# [WHAT IS EXPECTED]
Reproduce exactly the lines below, starting at the line that contains "In this photo, each instance of the euphorbia plant" and ending with the last line of the records, both included; leave out any pictures.

=== PROVIDED RECORDS ===

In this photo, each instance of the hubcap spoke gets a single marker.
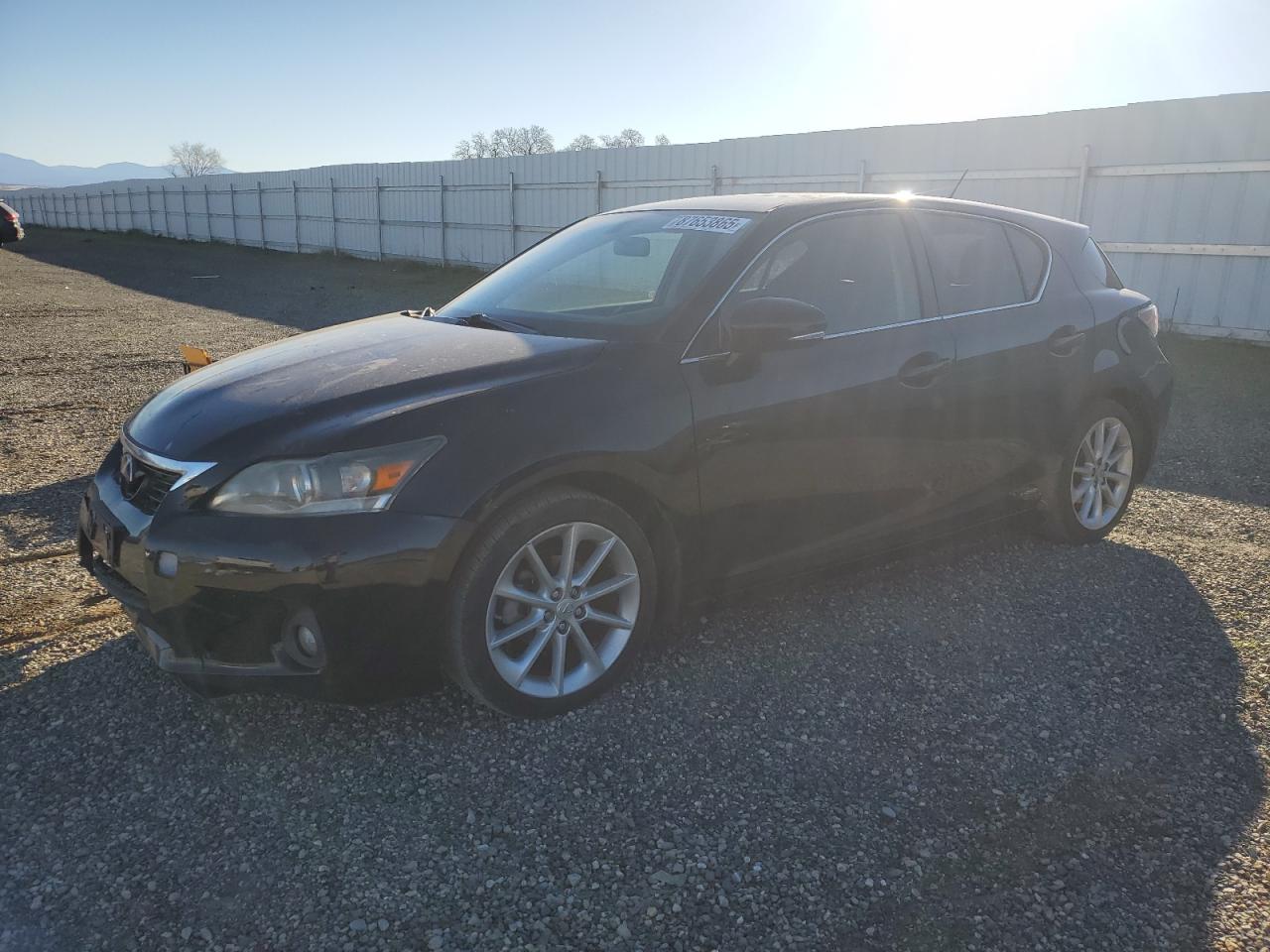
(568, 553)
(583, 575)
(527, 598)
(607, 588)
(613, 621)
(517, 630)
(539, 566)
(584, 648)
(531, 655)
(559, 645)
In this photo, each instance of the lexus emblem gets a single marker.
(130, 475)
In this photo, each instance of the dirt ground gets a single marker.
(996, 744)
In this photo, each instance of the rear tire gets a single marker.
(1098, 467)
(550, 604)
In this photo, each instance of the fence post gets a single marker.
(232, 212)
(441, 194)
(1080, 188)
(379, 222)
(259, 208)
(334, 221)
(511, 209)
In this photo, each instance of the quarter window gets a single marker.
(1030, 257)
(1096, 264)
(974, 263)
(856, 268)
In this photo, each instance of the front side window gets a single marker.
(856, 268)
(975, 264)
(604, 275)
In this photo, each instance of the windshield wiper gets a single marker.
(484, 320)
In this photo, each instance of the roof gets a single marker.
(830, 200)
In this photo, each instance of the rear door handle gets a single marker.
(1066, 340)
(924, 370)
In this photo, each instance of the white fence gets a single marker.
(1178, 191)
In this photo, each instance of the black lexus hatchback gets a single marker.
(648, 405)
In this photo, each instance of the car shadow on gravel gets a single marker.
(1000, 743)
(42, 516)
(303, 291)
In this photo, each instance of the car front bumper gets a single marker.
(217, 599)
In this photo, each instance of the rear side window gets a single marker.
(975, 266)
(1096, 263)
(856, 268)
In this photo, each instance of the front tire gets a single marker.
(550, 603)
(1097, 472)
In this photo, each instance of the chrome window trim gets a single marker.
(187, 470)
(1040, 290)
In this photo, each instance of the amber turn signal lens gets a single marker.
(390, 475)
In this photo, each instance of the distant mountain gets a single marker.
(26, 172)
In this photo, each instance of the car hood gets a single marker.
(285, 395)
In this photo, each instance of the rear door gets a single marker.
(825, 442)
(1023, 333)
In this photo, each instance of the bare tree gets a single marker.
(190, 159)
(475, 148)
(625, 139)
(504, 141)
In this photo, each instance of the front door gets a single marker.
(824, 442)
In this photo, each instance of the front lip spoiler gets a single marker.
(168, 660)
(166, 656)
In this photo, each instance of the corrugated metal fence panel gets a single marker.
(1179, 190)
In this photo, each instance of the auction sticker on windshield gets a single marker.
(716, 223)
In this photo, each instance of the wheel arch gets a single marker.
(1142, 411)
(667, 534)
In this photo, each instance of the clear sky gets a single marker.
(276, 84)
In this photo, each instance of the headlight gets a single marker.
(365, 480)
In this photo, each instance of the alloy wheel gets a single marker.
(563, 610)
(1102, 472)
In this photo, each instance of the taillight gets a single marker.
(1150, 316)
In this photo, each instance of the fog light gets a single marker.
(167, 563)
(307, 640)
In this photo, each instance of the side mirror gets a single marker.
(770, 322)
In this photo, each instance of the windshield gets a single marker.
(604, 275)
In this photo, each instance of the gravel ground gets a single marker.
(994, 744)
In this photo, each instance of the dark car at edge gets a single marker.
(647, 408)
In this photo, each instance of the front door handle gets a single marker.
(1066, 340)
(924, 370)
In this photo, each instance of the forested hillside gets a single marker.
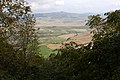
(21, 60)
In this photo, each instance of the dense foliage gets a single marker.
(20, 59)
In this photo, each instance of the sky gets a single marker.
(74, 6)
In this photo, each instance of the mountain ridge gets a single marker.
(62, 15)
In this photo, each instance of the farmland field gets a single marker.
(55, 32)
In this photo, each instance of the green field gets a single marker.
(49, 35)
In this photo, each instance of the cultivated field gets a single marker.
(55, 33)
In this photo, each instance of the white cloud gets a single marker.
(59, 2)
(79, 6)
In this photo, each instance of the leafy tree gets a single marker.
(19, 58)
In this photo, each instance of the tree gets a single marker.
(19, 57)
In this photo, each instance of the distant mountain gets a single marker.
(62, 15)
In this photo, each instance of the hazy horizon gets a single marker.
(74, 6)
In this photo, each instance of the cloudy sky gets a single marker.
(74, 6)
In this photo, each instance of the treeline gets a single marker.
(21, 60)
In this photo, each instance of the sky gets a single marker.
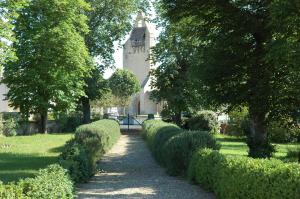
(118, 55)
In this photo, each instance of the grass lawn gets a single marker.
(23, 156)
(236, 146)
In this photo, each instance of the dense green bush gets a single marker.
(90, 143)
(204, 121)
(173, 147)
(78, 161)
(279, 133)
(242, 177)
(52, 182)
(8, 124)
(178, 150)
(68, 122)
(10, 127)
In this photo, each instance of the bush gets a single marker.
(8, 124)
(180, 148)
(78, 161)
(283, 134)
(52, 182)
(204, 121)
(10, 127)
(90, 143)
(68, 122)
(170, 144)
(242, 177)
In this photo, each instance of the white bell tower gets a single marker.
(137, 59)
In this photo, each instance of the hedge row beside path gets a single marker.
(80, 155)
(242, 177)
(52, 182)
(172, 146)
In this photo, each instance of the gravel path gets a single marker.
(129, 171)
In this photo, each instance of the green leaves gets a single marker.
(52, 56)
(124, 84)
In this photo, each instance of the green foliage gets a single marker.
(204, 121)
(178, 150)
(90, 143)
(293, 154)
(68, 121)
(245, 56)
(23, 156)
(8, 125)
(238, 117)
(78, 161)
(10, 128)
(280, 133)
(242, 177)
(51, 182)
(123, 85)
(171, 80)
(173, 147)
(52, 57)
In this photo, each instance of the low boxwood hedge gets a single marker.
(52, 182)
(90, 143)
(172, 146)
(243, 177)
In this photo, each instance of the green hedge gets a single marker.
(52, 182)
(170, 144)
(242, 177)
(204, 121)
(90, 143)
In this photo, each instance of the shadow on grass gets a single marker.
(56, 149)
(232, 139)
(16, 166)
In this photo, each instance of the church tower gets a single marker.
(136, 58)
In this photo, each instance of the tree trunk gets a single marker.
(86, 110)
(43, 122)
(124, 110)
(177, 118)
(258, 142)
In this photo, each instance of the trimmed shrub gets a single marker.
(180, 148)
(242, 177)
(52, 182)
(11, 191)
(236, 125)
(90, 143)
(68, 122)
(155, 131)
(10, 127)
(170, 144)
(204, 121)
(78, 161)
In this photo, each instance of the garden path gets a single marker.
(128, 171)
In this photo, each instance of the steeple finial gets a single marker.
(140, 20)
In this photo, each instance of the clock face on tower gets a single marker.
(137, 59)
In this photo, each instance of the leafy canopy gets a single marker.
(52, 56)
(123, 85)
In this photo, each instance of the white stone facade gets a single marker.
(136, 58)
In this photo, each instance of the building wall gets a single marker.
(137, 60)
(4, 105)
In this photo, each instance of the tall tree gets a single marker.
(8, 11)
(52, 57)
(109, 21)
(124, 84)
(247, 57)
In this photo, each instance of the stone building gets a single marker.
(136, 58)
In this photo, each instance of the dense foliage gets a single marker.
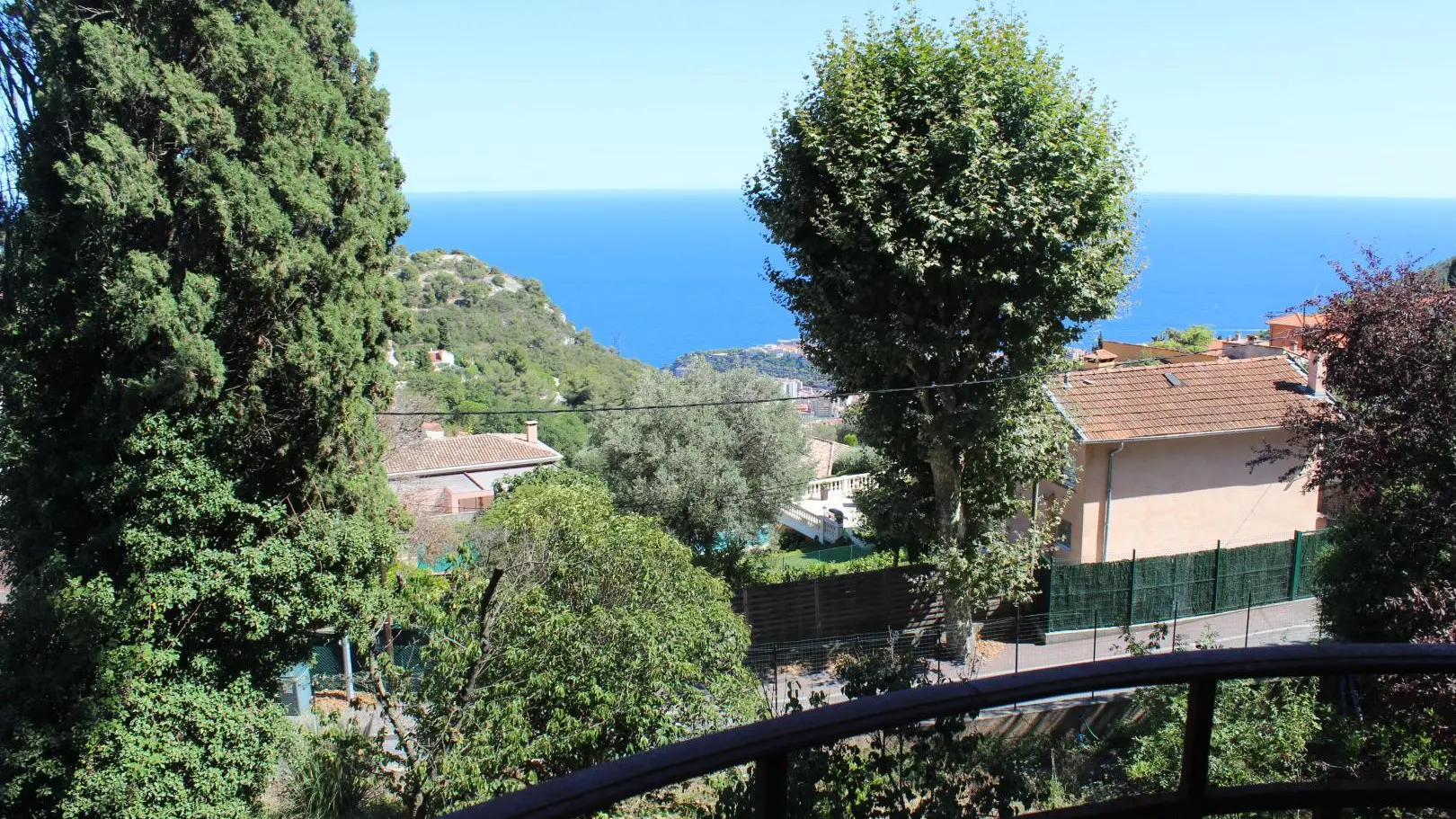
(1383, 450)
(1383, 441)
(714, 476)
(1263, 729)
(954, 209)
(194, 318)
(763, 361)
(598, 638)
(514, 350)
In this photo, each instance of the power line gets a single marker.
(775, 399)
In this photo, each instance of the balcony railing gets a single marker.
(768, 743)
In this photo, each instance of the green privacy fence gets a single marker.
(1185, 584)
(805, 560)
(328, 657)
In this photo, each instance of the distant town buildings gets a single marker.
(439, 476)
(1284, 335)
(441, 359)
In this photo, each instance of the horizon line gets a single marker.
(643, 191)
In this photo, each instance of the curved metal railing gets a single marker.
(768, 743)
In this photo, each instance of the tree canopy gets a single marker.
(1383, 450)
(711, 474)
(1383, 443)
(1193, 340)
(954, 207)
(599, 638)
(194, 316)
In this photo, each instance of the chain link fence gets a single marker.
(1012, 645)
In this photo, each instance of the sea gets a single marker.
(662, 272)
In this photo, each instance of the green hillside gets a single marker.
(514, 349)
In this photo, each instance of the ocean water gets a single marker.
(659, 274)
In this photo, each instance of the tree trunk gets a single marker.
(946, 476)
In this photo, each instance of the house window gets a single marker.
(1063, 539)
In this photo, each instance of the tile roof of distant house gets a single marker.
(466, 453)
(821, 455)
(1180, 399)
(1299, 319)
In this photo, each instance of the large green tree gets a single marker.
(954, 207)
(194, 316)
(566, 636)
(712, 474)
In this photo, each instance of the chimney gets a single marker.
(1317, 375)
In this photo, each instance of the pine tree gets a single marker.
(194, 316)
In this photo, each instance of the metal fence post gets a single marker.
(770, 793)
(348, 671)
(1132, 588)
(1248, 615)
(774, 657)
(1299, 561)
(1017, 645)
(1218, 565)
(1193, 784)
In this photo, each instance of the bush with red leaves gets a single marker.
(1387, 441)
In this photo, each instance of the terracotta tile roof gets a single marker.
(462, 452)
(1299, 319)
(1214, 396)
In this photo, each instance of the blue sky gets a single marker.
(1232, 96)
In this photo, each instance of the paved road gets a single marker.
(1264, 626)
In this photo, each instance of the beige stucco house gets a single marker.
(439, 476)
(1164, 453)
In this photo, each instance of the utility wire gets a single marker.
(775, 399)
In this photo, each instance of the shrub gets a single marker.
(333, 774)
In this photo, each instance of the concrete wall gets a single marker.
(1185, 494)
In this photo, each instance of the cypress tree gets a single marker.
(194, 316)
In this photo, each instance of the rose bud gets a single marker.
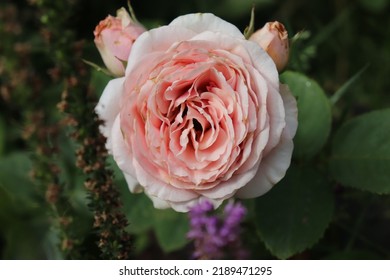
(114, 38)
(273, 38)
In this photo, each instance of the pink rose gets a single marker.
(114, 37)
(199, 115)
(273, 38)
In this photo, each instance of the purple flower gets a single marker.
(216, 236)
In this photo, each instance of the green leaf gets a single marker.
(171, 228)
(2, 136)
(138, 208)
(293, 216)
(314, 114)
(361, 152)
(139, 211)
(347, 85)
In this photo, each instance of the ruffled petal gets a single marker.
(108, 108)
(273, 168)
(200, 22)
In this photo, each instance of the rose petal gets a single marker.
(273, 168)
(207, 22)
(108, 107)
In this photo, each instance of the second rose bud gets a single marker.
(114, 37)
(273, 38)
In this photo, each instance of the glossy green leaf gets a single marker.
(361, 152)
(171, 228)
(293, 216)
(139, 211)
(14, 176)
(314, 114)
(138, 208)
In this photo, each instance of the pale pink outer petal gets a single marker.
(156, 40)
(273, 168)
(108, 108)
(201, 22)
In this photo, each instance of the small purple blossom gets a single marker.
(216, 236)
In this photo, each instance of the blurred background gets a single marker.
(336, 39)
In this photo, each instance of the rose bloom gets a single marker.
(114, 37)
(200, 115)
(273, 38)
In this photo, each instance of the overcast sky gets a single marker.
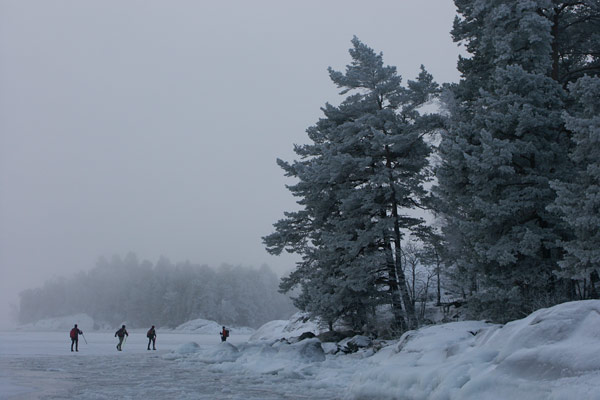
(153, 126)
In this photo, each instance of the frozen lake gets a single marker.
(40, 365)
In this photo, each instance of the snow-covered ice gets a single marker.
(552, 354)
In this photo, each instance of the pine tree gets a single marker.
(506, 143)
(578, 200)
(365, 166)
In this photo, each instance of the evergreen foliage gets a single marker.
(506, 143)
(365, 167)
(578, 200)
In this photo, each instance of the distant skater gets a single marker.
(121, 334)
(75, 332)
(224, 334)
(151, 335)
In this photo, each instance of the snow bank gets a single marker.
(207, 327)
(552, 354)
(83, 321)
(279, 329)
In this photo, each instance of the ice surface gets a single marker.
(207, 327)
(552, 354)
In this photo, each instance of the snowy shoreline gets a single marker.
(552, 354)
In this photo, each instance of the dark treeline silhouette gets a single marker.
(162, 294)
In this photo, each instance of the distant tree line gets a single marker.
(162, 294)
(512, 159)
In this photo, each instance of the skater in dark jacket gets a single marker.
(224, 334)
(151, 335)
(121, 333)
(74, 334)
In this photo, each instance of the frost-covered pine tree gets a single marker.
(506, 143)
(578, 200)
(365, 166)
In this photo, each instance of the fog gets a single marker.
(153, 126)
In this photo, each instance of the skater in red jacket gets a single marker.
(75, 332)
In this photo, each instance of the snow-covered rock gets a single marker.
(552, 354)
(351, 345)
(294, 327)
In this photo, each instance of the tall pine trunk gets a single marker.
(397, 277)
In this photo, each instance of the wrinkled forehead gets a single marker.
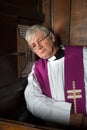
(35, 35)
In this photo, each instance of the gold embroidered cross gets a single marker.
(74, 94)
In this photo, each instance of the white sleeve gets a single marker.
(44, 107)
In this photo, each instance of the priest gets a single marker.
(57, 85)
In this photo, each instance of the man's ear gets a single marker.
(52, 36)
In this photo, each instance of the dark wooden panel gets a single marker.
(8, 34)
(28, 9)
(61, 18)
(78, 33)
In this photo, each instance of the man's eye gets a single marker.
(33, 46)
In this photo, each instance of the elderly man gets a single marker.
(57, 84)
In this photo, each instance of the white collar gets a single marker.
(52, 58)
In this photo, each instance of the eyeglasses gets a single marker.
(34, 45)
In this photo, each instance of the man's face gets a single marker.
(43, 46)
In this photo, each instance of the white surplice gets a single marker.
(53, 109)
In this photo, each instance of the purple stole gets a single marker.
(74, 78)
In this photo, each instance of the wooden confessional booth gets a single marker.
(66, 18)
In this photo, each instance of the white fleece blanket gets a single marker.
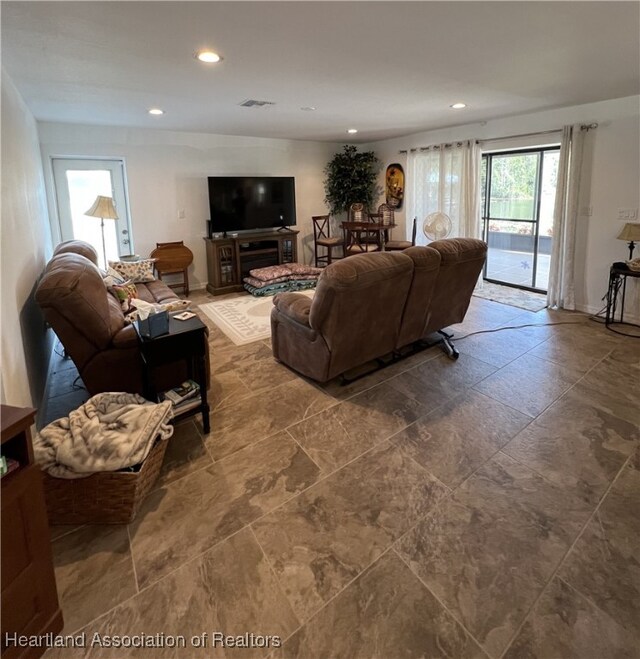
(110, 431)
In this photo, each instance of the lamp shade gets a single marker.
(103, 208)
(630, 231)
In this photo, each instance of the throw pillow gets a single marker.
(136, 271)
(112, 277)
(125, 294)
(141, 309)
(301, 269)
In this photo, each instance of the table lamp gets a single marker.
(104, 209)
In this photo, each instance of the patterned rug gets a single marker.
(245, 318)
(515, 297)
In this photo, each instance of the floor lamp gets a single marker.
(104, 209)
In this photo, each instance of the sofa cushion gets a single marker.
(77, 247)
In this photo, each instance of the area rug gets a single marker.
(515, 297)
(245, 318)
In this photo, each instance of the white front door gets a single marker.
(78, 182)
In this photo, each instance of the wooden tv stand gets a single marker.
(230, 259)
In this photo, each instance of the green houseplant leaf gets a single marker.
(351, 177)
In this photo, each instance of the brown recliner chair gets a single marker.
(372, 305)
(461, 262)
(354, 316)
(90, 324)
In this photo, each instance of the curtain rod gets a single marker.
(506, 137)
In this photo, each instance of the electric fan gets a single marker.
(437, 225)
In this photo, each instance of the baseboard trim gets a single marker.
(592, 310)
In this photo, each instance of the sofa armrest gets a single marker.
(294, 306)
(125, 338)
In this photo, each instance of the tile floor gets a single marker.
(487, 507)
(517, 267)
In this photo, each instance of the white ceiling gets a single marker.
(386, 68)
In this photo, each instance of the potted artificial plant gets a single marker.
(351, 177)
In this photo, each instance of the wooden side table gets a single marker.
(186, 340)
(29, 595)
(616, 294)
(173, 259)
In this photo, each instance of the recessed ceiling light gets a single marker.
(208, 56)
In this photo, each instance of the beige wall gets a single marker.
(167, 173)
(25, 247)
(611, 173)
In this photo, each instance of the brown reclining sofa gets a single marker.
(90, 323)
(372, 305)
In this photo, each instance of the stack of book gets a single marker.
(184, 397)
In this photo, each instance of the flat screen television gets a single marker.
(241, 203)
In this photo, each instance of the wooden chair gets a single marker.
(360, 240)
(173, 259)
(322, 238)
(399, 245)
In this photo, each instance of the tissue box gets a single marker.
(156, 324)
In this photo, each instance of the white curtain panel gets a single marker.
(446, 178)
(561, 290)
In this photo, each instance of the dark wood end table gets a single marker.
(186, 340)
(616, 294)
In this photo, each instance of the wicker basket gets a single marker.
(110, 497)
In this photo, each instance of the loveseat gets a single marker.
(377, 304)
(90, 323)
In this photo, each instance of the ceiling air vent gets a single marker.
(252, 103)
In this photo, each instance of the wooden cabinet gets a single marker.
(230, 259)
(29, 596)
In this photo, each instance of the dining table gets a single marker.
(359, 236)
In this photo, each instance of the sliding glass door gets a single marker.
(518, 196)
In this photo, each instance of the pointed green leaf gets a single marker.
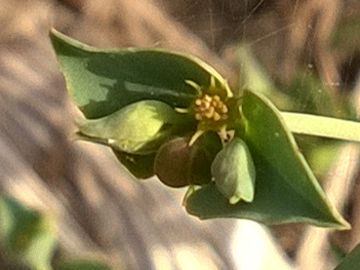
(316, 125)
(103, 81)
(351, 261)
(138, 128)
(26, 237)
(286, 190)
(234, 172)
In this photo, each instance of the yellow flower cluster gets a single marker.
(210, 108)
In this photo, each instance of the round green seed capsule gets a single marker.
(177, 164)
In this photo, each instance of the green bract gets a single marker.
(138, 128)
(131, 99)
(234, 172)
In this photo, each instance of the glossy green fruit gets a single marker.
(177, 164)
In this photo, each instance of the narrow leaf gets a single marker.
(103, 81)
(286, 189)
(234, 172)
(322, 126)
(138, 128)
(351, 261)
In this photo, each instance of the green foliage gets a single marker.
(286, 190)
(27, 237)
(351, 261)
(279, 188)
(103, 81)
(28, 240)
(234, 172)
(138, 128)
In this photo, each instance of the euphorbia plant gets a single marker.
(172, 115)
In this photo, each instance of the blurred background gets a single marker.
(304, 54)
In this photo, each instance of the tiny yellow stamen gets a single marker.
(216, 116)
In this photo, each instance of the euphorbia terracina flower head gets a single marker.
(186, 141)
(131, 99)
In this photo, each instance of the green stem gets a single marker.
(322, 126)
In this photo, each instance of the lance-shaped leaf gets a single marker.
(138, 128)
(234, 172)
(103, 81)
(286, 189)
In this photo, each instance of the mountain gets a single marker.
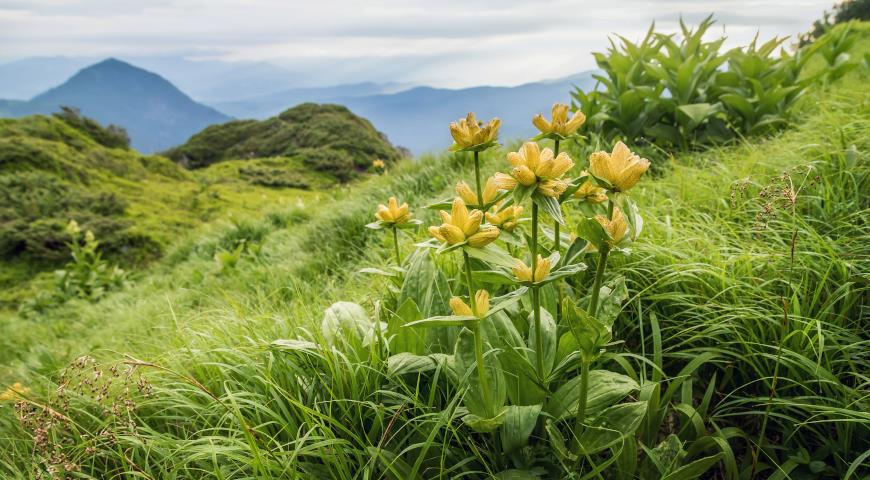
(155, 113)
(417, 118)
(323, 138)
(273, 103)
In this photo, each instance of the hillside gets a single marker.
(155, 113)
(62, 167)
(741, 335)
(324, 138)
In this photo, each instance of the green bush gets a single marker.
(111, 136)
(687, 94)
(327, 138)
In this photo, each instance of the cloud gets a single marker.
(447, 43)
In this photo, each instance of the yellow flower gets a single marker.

===

# [THE RESULT]
In this photo, each instance of the euphorbia plant gets a single marker.
(172, 115)
In this photo, each instance of the blurred background gets a single marker.
(304, 54)
In this photo, each instance of the tiny yellow stamen gets a single marker.
(216, 116)
In this photo, each instance of the euphorbia terracina flower head gets a single marker.
(186, 141)
(131, 99)
In this photo, each instance of the green stem gets a single marker.
(322, 126)
In this photo, each instance of the lance-shaped leaf gets a single marker.
(138, 128)
(234, 172)
(103, 81)
(286, 189)
In this photo, each instance of the mountain gets a single marker.
(155, 113)
(417, 118)
(323, 138)
(273, 103)
In this photo, each instance of the hillside gets a single marker.
(155, 113)
(62, 167)
(741, 335)
(324, 138)
In this photo, each instance of the green bush gets a single marker.
(111, 136)
(687, 94)
(327, 138)
In this photo, each instance of the cloud gets a single marker.
(447, 43)
In this photo, each instance of the yellow flower gets a single marker.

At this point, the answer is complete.